■ **STORED RECORDS**
::::

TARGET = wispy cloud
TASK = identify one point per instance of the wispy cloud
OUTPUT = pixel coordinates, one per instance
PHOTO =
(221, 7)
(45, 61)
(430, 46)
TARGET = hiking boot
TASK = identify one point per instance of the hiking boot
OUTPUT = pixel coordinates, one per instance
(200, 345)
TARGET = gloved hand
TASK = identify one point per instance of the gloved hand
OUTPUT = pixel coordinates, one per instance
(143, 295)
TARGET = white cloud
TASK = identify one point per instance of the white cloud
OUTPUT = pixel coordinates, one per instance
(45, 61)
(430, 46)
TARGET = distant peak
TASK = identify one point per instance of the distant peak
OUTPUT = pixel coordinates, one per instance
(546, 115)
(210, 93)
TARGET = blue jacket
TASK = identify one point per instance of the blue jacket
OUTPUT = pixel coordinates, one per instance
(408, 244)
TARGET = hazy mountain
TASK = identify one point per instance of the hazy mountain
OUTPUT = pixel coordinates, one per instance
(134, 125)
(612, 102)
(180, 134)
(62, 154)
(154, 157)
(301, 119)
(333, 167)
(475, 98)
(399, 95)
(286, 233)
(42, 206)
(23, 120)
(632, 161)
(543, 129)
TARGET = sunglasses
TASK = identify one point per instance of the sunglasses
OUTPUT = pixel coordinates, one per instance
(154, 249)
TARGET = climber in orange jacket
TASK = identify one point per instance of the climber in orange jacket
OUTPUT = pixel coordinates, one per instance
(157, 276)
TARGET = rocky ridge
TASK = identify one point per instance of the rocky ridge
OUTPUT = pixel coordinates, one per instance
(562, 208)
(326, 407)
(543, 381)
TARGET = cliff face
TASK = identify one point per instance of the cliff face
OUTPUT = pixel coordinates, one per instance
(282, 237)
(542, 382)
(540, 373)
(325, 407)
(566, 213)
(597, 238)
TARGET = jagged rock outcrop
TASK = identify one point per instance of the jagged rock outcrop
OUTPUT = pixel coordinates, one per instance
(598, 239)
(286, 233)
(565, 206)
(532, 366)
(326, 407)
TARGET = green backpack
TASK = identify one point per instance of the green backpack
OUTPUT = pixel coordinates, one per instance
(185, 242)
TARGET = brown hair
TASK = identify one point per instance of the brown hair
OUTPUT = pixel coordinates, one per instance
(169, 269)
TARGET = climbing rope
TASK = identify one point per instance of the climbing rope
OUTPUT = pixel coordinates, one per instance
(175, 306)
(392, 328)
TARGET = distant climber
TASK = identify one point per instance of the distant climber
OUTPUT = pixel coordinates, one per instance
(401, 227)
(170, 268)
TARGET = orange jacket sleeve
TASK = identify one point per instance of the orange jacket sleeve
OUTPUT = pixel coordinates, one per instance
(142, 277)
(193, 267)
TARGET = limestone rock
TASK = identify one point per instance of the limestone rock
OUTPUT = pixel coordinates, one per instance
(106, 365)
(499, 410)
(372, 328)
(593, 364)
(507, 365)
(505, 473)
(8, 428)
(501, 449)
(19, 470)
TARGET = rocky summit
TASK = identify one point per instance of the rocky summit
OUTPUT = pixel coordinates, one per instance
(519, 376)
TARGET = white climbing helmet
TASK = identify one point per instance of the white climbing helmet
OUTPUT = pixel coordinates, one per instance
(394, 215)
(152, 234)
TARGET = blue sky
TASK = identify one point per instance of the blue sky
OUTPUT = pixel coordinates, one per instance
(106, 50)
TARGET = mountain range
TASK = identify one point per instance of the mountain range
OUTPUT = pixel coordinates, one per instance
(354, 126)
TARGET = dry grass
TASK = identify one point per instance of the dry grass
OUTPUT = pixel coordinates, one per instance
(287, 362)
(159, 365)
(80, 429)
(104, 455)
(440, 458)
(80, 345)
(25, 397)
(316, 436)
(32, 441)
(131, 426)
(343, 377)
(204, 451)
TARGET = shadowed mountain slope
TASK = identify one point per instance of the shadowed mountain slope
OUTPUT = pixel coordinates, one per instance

::::

■ **EXERCISE TASK**
Extract every line of the records above and copy each one word for word, in its original order.

■ **TASK ANSWER**
TARGET = wispy cloud
TASK = identify one point per instance of the wispy cloud
OUTPUT = pixel coordinates, one per instance
PHOTO =
(221, 7)
(45, 61)
(430, 46)
TARGET = hiking boot
TASK = identify one point per instance of the hiking boot
OUTPUT = pixel coordinates, one per instance
(200, 345)
TARGET = gloved hand
TASK = identify one point per instance of the gloved hand
OUTPUT = pixel coordinates, one per instance
(143, 295)
TARGET = white cloud
TASK = identify one point per instance of the white cloud
OUTPUT = pixel coordinates, one per instance
(45, 61)
(430, 46)
TARGET = distant peak
TASK = identify one point per instance of the distant peak
OUTPUT = pixel coordinates, one per instance
(546, 115)
(210, 93)
TARGET = blue jacket
TASK = identify one point per instance of the blue jacket
OUTPUT = pixel coordinates, one per instance
(408, 244)
TARGET = hazy mountain
TASK = identify one point per instance of the hazy mountain
OUTPUT = pixel coordinates, one per instance
(134, 125)
(612, 102)
(180, 134)
(62, 154)
(154, 157)
(301, 119)
(333, 167)
(475, 98)
(399, 95)
(286, 233)
(42, 206)
(23, 120)
(632, 161)
(543, 129)
TARGET = sunglasses
TASK = identify one point per instance of the sunglasses
OUTPUT = pixel coordinates, one per instance
(154, 249)
TARGET = climber in orange jacket
TASK = identify one point per instance of the climber in orange jacket
OUTPUT = pixel coordinates, one per instance
(157, 276)
TARGET = rocky ridge
TASK = identify one point per instance of the rocky ridge
OUTPUT = pixel coordinates, one per instance
(562, 208)
(326, 407)
(543, 381)
TARGET = cliff face
TASK = identify one point per instance of the cliff face
OUTPUT = pixel coordinates, one per instance
(282, 237)
(542, 382)
(540, 373)
(325, 407)
(566, 213)
(597, 238)
TARGET = jagged rock outcrop
TASK = identify one point per instance of the jagged rock outcrop
OUTPUT = pixel coordinates, one per instance
(598, 239)
(286, 233)
(565, 206)
(532, 366)
(326, 407)
TARGET = green backpack
TASK = identify one point per instance of the green backpack
OUTPUT = pixel coordinates, one per instance
(185, 242)
TARGET = brown hair
TASK = identify one point per instance of the brown hair
OUTPUT = pixel coordinates, one per instance
(169, 269)
TARGET = climbing rope
TASK = identify one point per instance of the climbing rope
OUTPUT = pixel coordinates, one per instance
(175, 306)
(392, 328)
TARGET = distant climber
TASK = identify one point per instance of the distant climber
OUTPUT = pixel coordinates, one per instance
(401, 227)
(170, 268)
TARGET = orange jacket sleeve
TASK = identify one point per instance of the orange jacket sleeve
OUTPUT = pixel coordinates, one per instance
(142, 277)
(193, 267)
TARGET = limestone rock
TASK = identify one point per instance of the limestone rock
OUTPUT = pixel coordinates, one per instance
(106, 365)
(499, 410)
(372, 328)
(593, 364)
(507, 365)
(505, 473)
(8, 428)
(501, 449)
(19, 470)
TARGET = rocky summit
TASK = identify one point per instance of the rocky summit
OUTPUT = pixel coordinates, one per instance
(519, 376)
TARGET = white climbing helmet
TASK = identify one point per instance of the white climbing helmet
OUTPUT = pixel coordinates, one per instance
(394, 215)
(152, 234)
TARGET = blue sky
TASK = identify one point per instance of the blue sky
OUTPUT = pixel coordinates, one per instance
(106, 50)
TARGET = mountain range
TASK = identify one point per instance of the mountain range
OUTPUT = pixel coordinates, one per instance
(354, 126)
TARGET = dry grass
TASK = identify one point per instance of the dry grass
OUTPUT = pixel coordinates, one per instance
(287, 362)
(159, 365)
(80, 429)
(104, 455)
(440, 458)
(80, 345)
(25, 397)
(316, 436)
(32, 441)
(131, 426)
(343, 377)
(204, 451)
TARGET = shadowed mountain slope
TASK = identify one point per instance of the shadowed mountain slope
OUTPUT = pixel coordinates, one per instance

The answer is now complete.